Start of Task data

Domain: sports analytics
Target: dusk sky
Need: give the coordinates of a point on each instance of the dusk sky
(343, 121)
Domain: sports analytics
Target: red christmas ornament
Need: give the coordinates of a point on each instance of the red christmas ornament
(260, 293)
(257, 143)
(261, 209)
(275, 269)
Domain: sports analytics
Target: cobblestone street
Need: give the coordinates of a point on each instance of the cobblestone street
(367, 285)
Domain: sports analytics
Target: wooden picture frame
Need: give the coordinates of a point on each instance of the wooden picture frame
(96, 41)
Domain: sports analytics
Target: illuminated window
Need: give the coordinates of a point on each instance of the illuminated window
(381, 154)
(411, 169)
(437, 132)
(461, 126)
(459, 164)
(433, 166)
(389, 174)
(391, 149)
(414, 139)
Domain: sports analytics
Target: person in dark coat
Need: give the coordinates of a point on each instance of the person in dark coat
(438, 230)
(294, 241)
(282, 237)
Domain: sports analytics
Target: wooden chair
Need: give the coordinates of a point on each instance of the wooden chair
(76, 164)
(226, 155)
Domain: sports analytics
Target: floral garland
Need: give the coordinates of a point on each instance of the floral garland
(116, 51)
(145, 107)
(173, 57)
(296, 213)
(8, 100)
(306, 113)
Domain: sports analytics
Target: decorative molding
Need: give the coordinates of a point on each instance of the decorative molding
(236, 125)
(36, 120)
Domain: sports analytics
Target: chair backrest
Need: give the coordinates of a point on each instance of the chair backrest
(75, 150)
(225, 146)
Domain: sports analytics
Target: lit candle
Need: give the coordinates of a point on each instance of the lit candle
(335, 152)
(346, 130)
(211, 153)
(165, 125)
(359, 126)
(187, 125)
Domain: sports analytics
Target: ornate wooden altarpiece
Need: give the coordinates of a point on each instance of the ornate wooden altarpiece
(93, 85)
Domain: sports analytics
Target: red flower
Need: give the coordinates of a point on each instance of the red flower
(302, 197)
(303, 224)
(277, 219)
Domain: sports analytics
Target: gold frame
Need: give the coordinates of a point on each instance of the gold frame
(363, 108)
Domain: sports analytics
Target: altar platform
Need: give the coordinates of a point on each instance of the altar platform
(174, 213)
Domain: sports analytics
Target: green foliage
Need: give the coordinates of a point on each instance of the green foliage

End of Task data

Exercise -
Restate the data above word for word, omitting nothing.

Completed task -
Domain: sports analytics
Target: dusk sky
Need: give the coordinates of a point on each instance of the dusk sky
(343, 121)
Domain: sports analytics
Target: red christmas ornament
Need: give the coordinates of a point on each instance of the red christmas ornament
(260, 293)
(257, 143)
(261, 209)
(275, 269)
Domain: sports analytics
Target: cobblestone street
Need: give the coordinates of a point on each instance of the cobblestone street
(367, 285)
Domain: sports analytics
Target: wooden picture frame
Need: give the coordinates of a point on each instance of the wooden picture frame
(96, 41)
Domain: sports analytics
Target: illuminated window
Need: give the coordinates of a point on each instance of the illuminated window
(381, 154)
(411, 169)
(437, 132)
(461, 126)
(459, 164)
(433, 166)
(389, 174)
(391, 149)
(414, 139)
Domain: sports analytics
Target: person in dark coat
Need: give the coordinates of a point on each instance of the person in dark coat
(438, 230)
(294, 241)
(282, 237)
Domain: sports analytics
Target: wooden chair
Need: give the coordinates of a point on each instance of the wooden chair
(76, 164)
(226, 155)
Domain: sports analytics
Target: floral garland
Need: give the coordinates of a point on each instance of the floral garland
(116, 51)
(145, 107)
(173, 57)
(296, 213)
(8, 100)
(306, 113)
Domain: sports analytics
Target: decorative molding
Need: give the coordinates of a point on each instance of the decorative molding
(236, 125)
(36, 120)
Domain: sports analytics
Target: chair backrest
Need: give the coordinates of a point on each instance of the chair backrest
(75, 150)
(225, 146)
Domain: sports analytics
Target: lit candle
Need: give the coordinates of a point on each instance of the lit candle
(335, 152)
(346, 130)
(211, 153)
(165, 125)
(359, 126)
(187, 125)
Domain: sports analytics
Target: ornate wooden altarpiece
Need: give the coordinates of a point on each instance of the ornate wooden altarpiece
(93, 85)
Domain: sports analytics
Target: red flower
Need: give the coordinates of a point on each instance of the red flower
(302, 197)
(303, 224)
(277, 219)
Domain: sports analytics
Target: gold frame
Need: give the coordinates of a point on each instance of the gold frame
(363, 108)
Domain: sports analytics
Target: altar platform
Need: give the coordinates of a point on each instance of the altar platform
(174, 213)
Domain: sports analytics
Target: green foliage
Need: give the coordinates of a point on each instance of the green foliage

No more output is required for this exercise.